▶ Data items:
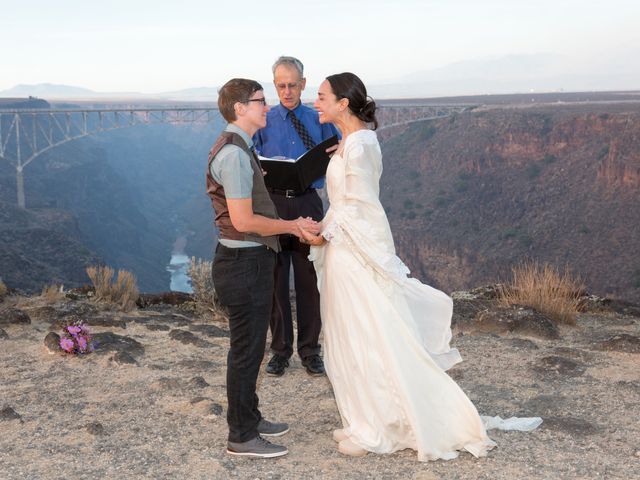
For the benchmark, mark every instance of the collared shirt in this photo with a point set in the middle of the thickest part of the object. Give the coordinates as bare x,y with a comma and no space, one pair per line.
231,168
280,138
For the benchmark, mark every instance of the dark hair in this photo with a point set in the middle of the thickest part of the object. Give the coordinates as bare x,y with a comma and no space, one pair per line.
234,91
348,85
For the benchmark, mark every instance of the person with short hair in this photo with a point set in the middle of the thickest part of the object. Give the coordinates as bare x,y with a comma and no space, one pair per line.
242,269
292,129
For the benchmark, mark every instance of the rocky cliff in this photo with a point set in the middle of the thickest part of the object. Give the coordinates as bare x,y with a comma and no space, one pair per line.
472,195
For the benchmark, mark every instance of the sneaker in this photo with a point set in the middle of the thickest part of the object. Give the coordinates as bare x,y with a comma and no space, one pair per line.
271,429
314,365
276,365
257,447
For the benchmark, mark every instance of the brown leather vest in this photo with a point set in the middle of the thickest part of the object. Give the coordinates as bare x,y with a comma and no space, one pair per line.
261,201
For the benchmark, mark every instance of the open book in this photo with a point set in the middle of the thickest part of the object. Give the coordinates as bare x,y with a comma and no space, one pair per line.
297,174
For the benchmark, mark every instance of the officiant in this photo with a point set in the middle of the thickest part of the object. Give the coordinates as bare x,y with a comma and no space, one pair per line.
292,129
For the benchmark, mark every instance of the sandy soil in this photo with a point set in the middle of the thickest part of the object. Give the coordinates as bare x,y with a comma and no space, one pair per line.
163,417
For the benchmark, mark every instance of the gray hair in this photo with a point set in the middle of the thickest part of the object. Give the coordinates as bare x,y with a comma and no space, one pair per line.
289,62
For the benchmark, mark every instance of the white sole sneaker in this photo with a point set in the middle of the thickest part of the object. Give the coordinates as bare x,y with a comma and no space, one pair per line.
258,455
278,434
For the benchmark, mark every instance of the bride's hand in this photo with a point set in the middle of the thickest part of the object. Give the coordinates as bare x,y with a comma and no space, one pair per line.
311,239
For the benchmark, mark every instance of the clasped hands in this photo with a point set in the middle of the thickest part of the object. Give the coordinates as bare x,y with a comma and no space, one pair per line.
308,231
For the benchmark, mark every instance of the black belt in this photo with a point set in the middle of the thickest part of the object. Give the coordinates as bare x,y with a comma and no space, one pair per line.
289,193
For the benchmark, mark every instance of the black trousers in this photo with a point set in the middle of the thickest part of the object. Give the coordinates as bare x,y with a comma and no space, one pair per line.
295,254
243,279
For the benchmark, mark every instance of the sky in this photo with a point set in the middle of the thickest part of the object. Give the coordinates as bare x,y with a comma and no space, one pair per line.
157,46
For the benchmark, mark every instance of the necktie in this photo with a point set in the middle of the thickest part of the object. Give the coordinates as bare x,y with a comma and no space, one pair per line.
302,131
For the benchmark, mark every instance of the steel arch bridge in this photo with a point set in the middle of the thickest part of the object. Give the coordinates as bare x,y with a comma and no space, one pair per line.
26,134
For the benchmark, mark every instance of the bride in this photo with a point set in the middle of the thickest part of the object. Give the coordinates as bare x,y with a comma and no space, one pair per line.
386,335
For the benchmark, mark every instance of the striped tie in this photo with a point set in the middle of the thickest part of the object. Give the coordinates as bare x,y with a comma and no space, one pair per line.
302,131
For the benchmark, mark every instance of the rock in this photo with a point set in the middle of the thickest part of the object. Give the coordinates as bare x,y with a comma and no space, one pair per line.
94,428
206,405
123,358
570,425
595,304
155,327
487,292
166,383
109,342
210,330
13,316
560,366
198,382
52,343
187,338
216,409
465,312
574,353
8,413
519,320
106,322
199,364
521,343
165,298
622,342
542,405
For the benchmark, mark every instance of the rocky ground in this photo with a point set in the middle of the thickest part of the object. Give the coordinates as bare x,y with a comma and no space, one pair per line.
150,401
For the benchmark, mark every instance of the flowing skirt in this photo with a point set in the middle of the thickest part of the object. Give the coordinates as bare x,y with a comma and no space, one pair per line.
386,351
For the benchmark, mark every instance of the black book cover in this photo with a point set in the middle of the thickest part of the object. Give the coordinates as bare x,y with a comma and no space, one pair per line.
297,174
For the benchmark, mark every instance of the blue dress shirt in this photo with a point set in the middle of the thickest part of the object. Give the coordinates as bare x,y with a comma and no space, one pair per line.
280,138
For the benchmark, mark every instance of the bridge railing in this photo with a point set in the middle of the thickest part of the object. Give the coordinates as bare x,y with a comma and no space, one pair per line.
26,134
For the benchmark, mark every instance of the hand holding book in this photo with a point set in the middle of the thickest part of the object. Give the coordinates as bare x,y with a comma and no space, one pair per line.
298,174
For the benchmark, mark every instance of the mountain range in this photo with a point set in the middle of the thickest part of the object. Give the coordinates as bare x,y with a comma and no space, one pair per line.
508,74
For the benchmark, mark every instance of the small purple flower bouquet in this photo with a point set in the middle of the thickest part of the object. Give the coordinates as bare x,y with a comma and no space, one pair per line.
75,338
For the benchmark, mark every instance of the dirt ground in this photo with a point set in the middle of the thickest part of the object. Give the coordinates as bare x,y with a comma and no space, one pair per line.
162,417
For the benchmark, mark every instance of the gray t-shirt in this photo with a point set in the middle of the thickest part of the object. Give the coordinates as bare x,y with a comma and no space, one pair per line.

▶ What is expected: Everything from the line containing "For the benchmark, mark every instance of the mountain" to the last line of the entries above should be quoted exactly, and only that.

▶ Completed task:
For the benchmark, mark every instance of the mountain range in this photo with a point set in the middle of the thickest part of the object. Give the coordinates as bare x,y with a comma and no space, one pair per line.
508,74
For the benchmark, mark every instance of the small purple flower bouquet in this photo with a point set in the middle of the thickest part of the object. Give the coordinates as bare x,y with a comma and no space, one pair per line.
75,338
For the benchmark, mark every instance of the dirt ground in this photo with a point set in the middle of the thickest part of the object. Give the coordinates as bare x,y with a comma and no space, one pair per line.
162,417
For the benchmark, mark every instance of the gray t-shirt in this photo with a point set in the middle of the thickest part of the object. Give the coordinates as bare x,y with a comma and no space, one pair per line.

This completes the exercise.